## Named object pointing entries
•••••

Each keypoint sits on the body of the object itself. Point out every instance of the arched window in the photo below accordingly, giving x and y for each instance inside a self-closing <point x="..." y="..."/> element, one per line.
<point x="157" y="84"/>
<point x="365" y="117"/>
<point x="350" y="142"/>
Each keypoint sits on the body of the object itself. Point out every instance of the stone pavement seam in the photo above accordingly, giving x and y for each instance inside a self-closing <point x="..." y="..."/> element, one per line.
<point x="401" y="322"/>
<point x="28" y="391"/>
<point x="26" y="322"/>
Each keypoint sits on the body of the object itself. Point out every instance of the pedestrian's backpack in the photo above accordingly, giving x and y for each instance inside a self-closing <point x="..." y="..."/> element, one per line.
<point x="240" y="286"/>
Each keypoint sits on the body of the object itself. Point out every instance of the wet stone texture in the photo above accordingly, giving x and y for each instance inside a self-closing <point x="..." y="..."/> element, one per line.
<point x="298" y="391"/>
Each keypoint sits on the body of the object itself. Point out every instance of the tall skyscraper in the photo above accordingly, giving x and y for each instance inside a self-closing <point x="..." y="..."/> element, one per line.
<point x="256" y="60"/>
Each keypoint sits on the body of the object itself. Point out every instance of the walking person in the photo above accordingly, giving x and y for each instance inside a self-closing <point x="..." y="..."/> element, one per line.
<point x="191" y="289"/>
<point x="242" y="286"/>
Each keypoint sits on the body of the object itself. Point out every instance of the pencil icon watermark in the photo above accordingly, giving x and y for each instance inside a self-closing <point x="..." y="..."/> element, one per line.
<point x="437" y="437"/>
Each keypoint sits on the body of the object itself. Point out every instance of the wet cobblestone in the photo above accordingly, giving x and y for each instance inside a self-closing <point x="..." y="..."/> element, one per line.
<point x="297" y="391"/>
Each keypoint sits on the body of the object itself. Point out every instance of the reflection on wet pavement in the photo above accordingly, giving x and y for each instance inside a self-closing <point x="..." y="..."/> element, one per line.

•••••

## STATED GOAL
Copy out the data from the line containing "of the pencil" through the end of the data, inclusive, changing "keypoint" to "marker" and keeping everything else the same. Give only those lines.

## TASK RESPONSE
Each marker sits on the body of the object itself. Point out every instance of the pencil icon watermark in the photo above accordingly, giving x and y for each instance inside a self-closing <point x="..." y="..."/> element, one per line.
<point x="437" y="437"/>
Each marker sits on the body of the object itself. Point out every instance of the wet cobblestone in the photo above accordingly, giving x and y for each instance inside a self-closing <point x="..." y="..."/> element, one per line.
<point x="297" y="391"/>
Each marker sits on the body of the object itself. Point out every instance of the reflection on wet pavement in the photo above accordingly, giving x and y for each instance inside a self-closing <point x="..." y="..."/> element, one per line.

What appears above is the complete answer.